• _RECORDS SUPPLIED_

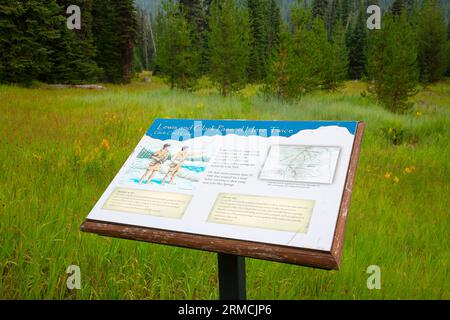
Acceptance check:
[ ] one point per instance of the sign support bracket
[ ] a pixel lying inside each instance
(232, 280)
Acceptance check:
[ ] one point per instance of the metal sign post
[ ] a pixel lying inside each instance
(232, 284)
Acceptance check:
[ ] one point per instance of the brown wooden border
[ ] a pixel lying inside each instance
(298, 256)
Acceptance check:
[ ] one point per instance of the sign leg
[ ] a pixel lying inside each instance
(232, 284)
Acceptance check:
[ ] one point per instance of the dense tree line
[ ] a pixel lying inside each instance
(232, 42)
(323, 43)
(35, 43)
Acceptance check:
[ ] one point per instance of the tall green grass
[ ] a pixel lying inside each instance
(54, 165)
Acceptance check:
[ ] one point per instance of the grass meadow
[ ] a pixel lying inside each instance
(60, 148)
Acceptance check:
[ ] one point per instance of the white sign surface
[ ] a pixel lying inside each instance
(274, 182)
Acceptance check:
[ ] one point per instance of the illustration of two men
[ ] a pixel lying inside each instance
(158, 159)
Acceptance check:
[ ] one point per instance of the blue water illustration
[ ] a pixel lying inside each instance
(145, 181)
(194, 168)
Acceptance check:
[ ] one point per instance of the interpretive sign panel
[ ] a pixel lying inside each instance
(276, 190)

• _EXERCISE REQUIREMENTS_
If an entry contains an image, print the rest of that entry exactly and leave the image out.

• _YOUR SOLUTION_
Acceptance check:
[ ] one point per instance of the sign support bracket
[ ] a pixel lying inside each instance
(232, 280)
Acceptance check:
[ ] one point per instance of the metal sign post
[ ] a pixel lying inside each instance
(232, 284)
Acceptance check:
[ ] one point per instance of the brown wooden border
[ ] a pixel lying inside each instance
(298, 256)
Acceptance check:
[ ] one point per instance of the sign leg
[ ] a pixel lying inside each instance
(232, 284)
Acceptance check:
[ ] one point per instance of the dense tree line
[ ] a pixel lying inside each instance
(232, 42)
(323, 43)
(35, 43)
Acceptance check:
[ ] one point per instance of the tall green grass
[ ] a pixel lying inside each instance
(54, 165)
Acceptance check:
[ ] one point per instance of the grass meadow
[ ] a pixel lying inside each instance
(60, 148)
Acceptance check:
[ ] one point per instance of the white sign surface
[ ] a pixel lying inside each instance
(274, 182)
Acceptance check:
[ ] one point per instance of the illustration of two men
[ ] a pixel lying inside each instance
(158, 159)
Acceptance check:
[ ] one point per instance of the blue water illustration
[ ] a pixel lying inside each instance
(145, 181)
(194, 168)
Acceptance check:
[ ] one point per instance of the interpretive sign panel
[ ] a pixel lying inside each instance
(276, 190)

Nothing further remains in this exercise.